**Task instructions:**
**1)** According to the passage on women in technology below, what event does Business in Focus regularly host?
**2)** Extend the passage on women in technology below, picking up after its final sentence.

**Quoted passage:**
..............................
By solely championing women as role models we can limit the conversation. When we search for strong tech mentors for women we have to be bold and select based on skills and personality match not gender. We ought to be encouraging men to mentor women and vice versa.
In my experience, there is an impression, whether real or imagined, that women in tech lack confidence in their abilities and if that is the case, we have to look carefully for the root cause. Confidence comes from circumstances and we have to make sure that we are creating the conditions for women to receive training, mentoring and opportunities that increase their skills and experience thereby their confidence.
What do you think companies can do to support the careers of women working in technology?
Whilst strong female role models and women in leadership roles are hugely important I don’t believe that is enough to break down barriers to women entering the tech environment. As a new female employee joining a tech department you may be the only woman or one of very few. We need to recruit women at all levels throughout an organisation to ensure there is a strong, supportive network available for women in technology fields.
As part of the Business in Focus suite of business advice, we host regular Women in Business Coffee Mornings (adapting to deliver online following lockdown). These sessions are always very well attended with the purpose of the session to allow women to connect, discuss their barriers, look at how to overcome them and explore how collaborative working is mutually beneficial for them. One of the reasons these sessions are so popular is because women are not getting this level of connection from their colleagues in the workplace. Companies should support the development of strong professional networks and increased opportunities to interact within their workplace and business sectors.
Business culture plays a crucial role in removing barriers in the workplace. Providing a working environment that encourages different perspectives and levels of experience opens doors. Companies that prioritise work life balance and positive company culture support women pursuing careers in technology because typically more women are juggling caring responsibilities within their families and sometimes require a degree of flexibility.
..............................
**Extracted information:**
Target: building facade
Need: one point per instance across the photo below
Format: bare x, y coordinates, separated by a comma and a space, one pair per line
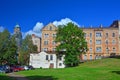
48, 38
46, 60
102, 42
37, 41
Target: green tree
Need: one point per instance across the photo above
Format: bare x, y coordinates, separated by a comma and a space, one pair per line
26, 48
7, 48
72, 42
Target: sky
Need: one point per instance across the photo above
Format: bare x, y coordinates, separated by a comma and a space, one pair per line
32, 15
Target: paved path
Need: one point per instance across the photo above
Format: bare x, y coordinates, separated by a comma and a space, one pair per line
16, 76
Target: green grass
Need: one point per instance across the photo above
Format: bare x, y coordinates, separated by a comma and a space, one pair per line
4, 77
105, 69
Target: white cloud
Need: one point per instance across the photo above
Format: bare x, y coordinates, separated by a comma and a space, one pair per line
1, 29
36, 30
64, 22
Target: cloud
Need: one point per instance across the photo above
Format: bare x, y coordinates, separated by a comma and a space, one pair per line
64, 22
36, 30
1, 29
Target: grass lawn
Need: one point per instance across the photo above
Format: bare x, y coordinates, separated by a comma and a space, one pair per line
105, 69
4, 77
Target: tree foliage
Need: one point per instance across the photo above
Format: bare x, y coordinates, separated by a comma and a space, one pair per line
72, 42
7, 48
26, 48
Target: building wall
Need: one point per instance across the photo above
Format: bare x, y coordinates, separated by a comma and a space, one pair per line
40, 61
36, 41
48, 38
95, 42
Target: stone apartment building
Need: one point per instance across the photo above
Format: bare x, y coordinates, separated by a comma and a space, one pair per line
48, 38
37, 41
102, 42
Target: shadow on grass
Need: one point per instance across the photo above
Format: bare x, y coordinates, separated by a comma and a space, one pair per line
41, 78
3, 77
117, 72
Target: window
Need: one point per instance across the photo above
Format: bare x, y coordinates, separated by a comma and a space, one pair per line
85, 35
106, 35
46, 35
98, 34
54, 35
60, 64
51, 57
60, 57
45, 49
98, 41
53, 43
90, 57
35, 41
50, 27
90, 41
114, 50
85, 57
113, 42
90, 50
45, 42
46, 57
107, 49
106, 41
90, 35
54, 49
113, 34
98, 49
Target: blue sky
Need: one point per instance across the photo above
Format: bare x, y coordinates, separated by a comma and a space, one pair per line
30, 14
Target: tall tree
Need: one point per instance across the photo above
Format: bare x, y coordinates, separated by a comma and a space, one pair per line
7, 48
26, 49
72, 42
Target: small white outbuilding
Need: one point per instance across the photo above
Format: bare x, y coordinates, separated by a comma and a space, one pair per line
46, 60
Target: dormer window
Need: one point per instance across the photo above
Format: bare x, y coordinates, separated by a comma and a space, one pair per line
50, 27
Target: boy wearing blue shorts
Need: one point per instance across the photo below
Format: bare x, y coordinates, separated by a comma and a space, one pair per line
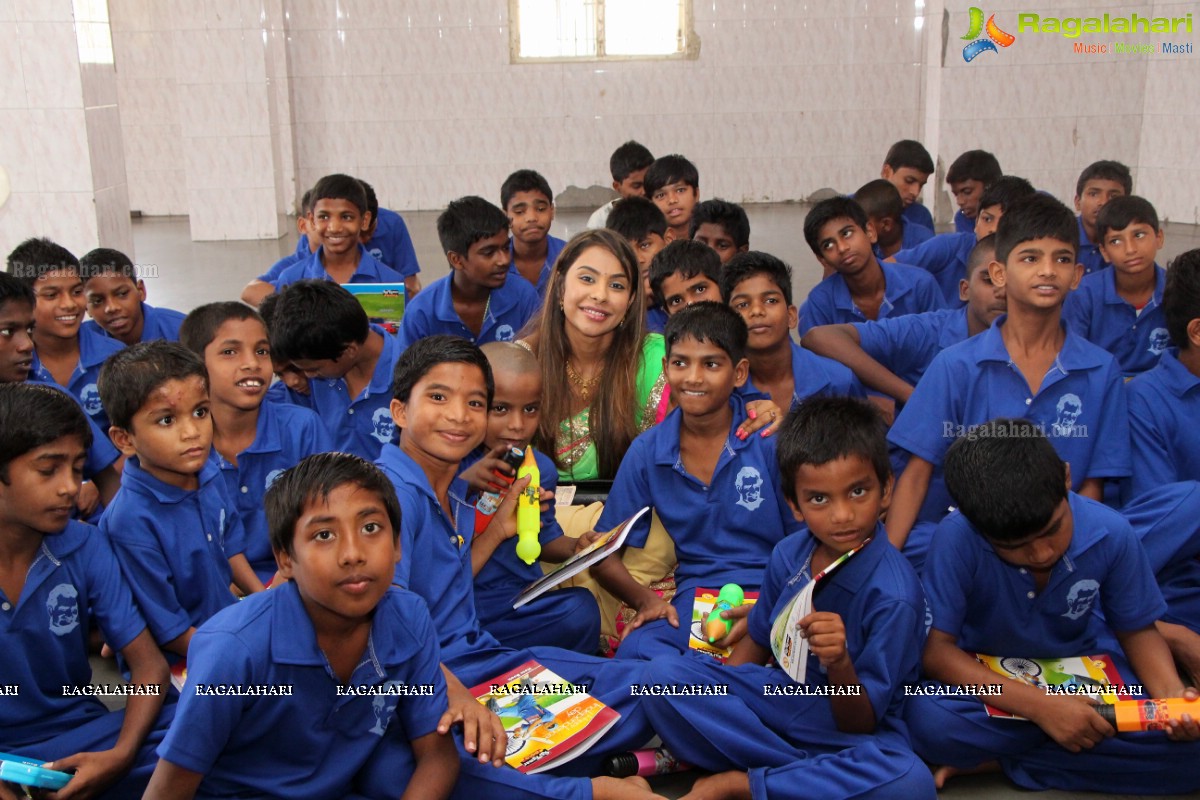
..............................
**Answer section:**
**1)** Women in Business Coffee Mornings, which moved online following lockdown.

**2)**
There is currently only 17% of women working in tech, if you could wave a magic wand, what is the one thing you would do to accelerate the pace of change for women in the industry?
Short term, I would like to see flexible working mechanisms embraced by companies to encourage applications from the widest pool of talent. Women continue to carry out many of the family caring responsibilities and this means that standard hours and ways of working may be a barrier to their engagement with work opportunities. Longer term, I would like to see us, as parents and within education establishments, really focus on expanding the horizons of our children in early years – regardless of gender – to help them have ambitions in tech from a very early stage. Approaching this in the teenage years simply isn’t going to get us the pipeline of talent we need.
What resources do you recommend for women working in tech?
In Wales, I would certainly recommend keeping up with the activities of Technology Connected https://technologyconnected.net/. The organisation’s mission is to bring together and champion the technology sector in Wales and is a great indicator and barometer for opportunities and activity in Wales and much wider. For women running tech businesses, membership of Technology Connected opens doors to market and collaboration opportunities plus events and activities to help you achieve your goals. And while you are at it, supplement that with support from Business in Focus in your general businesses matters such as finance, HR, marketing and accommodation. Wales is a great place for growing businesses, even in difficult times.